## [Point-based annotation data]
▬▬▬

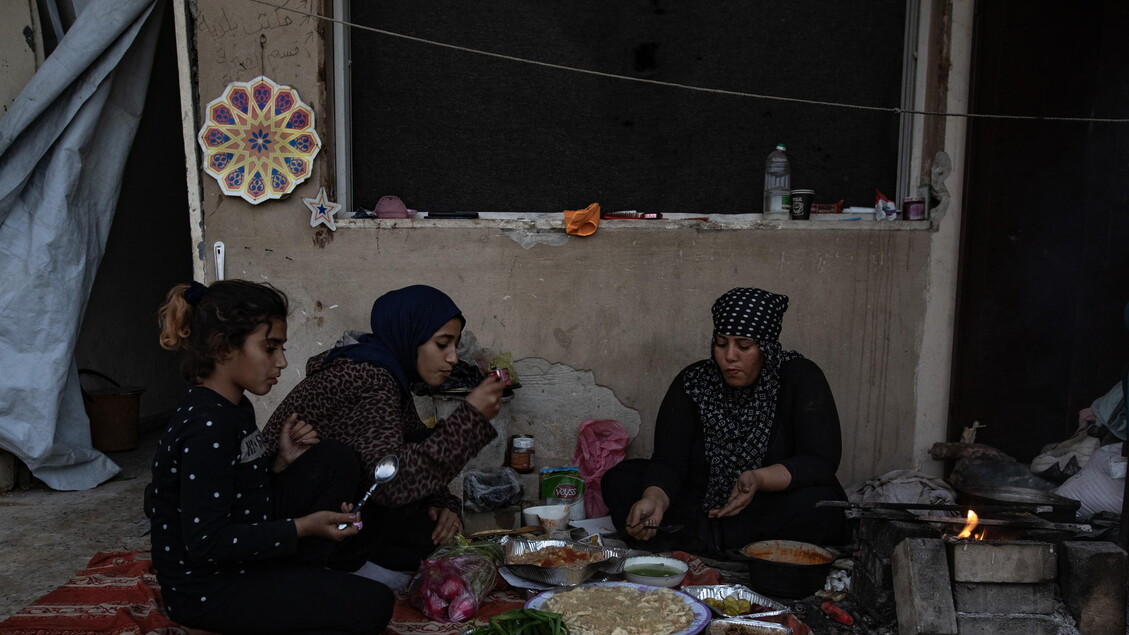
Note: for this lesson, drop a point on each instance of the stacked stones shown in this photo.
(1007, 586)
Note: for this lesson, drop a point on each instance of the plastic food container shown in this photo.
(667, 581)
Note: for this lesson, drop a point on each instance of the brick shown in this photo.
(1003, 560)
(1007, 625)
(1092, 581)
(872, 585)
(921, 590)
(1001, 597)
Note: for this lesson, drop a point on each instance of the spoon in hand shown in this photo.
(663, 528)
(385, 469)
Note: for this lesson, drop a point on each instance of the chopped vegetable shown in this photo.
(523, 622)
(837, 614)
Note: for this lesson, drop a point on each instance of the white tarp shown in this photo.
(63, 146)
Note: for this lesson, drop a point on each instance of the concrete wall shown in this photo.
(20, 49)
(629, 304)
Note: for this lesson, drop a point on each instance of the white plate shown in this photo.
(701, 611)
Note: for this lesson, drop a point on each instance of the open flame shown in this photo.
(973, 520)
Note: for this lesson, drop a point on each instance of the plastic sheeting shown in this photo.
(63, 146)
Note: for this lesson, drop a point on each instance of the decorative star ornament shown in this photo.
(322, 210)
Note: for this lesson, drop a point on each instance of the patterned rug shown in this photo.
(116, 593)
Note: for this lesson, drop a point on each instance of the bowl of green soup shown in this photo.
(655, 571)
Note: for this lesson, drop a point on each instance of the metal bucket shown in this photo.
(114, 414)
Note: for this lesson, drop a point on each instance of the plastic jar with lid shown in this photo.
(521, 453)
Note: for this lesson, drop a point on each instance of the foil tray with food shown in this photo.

▬▬▬

## [What is asked]
Return the full material word for word. Do not include the pictures.

## [Solved problem]
Note: for this lesson, drop a point on each instance of the stacked stones shown in this photo.
(1007, 586)
Note: for this lesson, drop a point on each instance of the plastic food container shown in this photo.
(667, 581)
Note: for this lesson, drop a point on each instance of the brick shown in this photo.
(1003, 560)
(1007, 625)
(1092, 581)
(872, 585)
(921, 590)
(1001, 597)
Note: for this lesson, drop a point on each instance of the spoon in hand shown in this photo.
(663, 528)
(385, 469)
Note: for this lesson, drop a point on each instance of the chopped vegetable shown in this photo.
(523, 622)
(837, 614)
Note: for this lesson, drop a point on each instance of the white tarp shown in this photo.
(63, 146)
Note: for this lesson, drop a point on each instance of the concrete wall shown in this photo.
(20, 49)
(629, 304)
Note: for this lesson, drop a point on each instance of the white plate shown in this photo.
(701, 611)
Note: for this lesson, drop a point on each instance of the open flame shown in this photo.
(973, 520)
Note: for this lesson, drop a point on each instance of the plastic sheeting shown in this photo.
(63, 146)
Note: for this lesson, drop a point on each instance of the decorative star ornament shown in this photo.
(322, 210)
Note: for this lesson, drop a point on each instance of the patterned rug shown in this photo.
(116, 593)
Note: for this lesson, drop a point on each instance of the bowl of green soup shown in this photo.
(655, 571)
Note: for this lesson, drop a point on each instance of the metal bucket shown in this photo.
(114, 414)
Note: for this lesson, drop a point on each instance of the plastic jar with lid shown in this photo.
(521, 453)
Note: for this lesson, drop a point on each instance of the foil tray with food shown in this photo.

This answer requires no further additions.